### DATA FOR PROCESSING

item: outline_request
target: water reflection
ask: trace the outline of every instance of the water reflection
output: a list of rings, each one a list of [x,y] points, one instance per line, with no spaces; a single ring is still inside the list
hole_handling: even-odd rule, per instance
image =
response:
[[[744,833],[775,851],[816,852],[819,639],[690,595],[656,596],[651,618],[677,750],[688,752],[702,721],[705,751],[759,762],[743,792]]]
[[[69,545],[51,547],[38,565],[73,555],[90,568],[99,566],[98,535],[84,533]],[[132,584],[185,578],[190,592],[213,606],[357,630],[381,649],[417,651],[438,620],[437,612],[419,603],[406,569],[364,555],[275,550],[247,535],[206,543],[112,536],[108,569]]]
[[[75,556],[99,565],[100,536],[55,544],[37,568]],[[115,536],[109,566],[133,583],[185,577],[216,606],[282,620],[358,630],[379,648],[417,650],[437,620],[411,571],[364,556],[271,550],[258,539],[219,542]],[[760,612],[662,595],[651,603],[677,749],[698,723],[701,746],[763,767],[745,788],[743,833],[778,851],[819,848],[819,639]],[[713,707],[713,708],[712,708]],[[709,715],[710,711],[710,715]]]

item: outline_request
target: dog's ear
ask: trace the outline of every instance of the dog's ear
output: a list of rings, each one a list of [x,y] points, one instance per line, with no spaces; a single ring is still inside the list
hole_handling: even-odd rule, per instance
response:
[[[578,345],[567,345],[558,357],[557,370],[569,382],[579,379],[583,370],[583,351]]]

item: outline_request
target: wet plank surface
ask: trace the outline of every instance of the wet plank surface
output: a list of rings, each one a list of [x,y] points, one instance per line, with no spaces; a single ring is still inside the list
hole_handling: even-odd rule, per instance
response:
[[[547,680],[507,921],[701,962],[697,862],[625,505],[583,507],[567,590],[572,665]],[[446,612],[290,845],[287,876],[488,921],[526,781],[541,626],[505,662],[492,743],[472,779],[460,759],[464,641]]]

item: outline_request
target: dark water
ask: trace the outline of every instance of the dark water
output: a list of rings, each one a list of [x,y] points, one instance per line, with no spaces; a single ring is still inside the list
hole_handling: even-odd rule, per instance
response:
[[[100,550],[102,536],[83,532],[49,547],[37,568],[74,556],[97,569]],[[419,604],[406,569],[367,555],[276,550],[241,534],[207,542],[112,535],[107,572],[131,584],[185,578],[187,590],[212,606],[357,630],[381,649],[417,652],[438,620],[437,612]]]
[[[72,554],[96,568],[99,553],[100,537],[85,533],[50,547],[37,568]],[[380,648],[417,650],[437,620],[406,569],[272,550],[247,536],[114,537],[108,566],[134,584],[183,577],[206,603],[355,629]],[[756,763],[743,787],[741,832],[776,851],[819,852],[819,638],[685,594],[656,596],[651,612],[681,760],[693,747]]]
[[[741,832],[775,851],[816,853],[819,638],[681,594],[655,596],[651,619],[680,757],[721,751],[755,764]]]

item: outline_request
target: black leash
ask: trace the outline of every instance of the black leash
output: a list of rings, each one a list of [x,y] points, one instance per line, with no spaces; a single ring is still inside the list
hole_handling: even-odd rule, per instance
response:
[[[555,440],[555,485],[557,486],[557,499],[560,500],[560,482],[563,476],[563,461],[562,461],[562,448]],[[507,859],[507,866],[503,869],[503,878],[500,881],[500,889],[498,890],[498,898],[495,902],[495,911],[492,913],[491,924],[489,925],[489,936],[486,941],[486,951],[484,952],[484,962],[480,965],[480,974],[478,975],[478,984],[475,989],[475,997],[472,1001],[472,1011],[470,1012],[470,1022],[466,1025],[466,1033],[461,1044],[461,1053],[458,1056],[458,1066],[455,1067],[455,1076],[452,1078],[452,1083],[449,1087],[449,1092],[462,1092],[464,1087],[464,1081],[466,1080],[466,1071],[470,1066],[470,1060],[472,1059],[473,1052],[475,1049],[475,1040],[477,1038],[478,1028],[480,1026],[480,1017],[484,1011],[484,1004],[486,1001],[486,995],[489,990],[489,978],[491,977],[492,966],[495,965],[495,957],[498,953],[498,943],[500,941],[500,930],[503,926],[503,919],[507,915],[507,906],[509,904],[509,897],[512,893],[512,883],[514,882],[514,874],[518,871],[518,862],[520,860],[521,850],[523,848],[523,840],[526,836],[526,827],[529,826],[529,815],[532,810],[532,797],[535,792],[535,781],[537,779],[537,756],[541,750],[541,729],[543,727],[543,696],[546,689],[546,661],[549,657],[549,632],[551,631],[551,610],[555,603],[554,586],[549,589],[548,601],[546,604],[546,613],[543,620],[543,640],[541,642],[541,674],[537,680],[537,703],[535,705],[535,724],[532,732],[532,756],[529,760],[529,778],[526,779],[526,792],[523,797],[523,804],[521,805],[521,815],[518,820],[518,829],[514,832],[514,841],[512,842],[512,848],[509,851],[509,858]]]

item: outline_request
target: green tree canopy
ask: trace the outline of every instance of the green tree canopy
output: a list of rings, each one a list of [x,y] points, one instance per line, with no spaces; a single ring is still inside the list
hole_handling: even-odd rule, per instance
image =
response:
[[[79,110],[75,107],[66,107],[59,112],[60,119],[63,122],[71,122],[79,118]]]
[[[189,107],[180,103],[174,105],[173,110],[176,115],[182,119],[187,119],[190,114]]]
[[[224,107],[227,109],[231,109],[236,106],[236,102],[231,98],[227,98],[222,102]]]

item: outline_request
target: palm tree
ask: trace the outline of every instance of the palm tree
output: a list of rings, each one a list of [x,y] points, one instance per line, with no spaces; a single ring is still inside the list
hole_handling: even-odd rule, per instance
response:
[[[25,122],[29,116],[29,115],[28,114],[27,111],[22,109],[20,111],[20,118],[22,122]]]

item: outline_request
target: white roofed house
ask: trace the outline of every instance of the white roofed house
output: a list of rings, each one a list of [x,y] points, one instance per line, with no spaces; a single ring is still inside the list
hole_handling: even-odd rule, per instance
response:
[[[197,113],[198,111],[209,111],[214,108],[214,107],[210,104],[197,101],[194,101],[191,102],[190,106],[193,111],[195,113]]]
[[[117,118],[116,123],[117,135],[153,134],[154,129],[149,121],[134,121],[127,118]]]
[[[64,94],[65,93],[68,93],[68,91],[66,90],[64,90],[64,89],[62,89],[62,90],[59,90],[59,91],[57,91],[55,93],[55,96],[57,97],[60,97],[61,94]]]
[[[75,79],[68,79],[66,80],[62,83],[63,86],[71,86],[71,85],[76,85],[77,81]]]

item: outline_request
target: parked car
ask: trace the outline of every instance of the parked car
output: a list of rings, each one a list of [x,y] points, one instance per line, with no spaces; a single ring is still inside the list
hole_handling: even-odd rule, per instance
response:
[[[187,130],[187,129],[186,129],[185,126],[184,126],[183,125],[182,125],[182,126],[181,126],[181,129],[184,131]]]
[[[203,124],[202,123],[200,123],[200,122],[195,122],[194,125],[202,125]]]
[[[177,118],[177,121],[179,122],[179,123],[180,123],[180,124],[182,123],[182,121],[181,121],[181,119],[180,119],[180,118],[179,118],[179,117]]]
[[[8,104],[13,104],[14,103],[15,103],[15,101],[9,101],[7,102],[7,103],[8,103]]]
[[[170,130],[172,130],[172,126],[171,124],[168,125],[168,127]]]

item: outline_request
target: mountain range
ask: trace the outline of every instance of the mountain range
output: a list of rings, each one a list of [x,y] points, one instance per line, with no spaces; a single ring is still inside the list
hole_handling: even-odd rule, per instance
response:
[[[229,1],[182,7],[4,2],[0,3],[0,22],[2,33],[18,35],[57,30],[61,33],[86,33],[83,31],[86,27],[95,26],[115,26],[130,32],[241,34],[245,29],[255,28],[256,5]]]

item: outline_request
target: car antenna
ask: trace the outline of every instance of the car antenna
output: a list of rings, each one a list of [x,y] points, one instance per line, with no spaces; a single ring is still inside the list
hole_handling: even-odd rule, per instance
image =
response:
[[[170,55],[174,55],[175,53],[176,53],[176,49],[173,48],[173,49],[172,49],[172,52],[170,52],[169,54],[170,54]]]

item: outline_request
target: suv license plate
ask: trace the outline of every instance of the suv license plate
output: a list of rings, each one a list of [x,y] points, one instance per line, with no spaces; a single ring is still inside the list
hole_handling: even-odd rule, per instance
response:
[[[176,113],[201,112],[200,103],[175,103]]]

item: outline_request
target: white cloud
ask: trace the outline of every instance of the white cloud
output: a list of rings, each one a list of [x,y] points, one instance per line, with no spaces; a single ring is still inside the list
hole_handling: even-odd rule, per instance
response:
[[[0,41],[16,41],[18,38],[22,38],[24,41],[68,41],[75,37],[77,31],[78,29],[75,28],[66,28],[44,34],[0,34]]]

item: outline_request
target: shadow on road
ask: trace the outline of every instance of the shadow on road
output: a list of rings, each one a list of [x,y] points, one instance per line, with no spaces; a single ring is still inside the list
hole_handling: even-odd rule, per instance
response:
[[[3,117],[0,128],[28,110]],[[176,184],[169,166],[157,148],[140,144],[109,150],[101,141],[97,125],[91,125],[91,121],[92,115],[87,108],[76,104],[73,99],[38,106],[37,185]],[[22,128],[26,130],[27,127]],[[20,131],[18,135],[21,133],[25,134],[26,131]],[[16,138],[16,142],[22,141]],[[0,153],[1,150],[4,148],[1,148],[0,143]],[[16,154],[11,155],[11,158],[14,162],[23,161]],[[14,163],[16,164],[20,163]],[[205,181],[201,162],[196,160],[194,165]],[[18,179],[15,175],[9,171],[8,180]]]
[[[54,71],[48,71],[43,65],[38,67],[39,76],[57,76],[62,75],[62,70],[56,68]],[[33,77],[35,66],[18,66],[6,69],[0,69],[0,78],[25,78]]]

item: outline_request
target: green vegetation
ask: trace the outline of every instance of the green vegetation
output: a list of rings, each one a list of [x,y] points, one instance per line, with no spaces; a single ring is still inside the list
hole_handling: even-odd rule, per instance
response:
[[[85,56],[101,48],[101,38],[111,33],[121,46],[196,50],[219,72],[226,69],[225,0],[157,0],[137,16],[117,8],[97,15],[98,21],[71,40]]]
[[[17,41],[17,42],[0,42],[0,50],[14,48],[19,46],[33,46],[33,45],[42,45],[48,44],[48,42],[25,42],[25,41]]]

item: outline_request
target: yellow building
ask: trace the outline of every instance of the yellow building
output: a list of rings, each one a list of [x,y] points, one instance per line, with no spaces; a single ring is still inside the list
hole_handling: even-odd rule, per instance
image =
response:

### GIVEN INSTRUCTION
Count the lines of the listing above that contain the string "yellow", and reply with that number alone.

### RESULT OF THE EXERCISE
2